** START **
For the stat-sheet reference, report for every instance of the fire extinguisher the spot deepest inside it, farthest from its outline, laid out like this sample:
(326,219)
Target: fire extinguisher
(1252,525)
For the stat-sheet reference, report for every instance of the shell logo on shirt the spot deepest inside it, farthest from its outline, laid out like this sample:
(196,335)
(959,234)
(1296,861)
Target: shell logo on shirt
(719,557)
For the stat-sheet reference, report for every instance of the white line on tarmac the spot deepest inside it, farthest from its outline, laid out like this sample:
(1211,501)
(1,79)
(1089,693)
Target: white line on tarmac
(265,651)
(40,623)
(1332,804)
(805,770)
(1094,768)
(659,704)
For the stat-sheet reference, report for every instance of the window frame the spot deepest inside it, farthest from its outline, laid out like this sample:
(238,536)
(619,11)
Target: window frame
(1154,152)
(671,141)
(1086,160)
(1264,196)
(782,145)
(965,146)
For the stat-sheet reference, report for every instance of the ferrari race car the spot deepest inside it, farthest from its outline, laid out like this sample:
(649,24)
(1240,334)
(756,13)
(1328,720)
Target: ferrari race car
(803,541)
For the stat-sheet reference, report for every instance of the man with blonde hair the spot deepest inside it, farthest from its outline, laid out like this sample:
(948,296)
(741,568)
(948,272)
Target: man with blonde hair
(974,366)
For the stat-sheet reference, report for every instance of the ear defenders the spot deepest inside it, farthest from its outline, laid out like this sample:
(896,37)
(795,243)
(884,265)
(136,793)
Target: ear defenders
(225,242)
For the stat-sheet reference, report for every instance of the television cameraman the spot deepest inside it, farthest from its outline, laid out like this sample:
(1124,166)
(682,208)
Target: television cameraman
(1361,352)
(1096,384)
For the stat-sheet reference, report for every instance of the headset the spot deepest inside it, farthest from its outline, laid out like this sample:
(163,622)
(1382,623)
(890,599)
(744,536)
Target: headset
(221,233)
** END **
Reproduce the items verbatim, beginning at the line that contains "of the television" and continuing through the end of the items.

ANSWER BELOW =>
For the stat-sheet reference, report for every instance of the television cameraman the spot deepest inside it, farthest from its outline, laid out like this sample:
(1124,166)
(682,208)
Target: television cameraman
(1361,352)
(1096,384)
For the stat-sheet reference, report for every instance of the headset the spot deepest inside it, farthest from its outline, laid out like this sample:
(163,622)
(1382,623)
(890,599)
(744,536)
Target: headset
(221,233)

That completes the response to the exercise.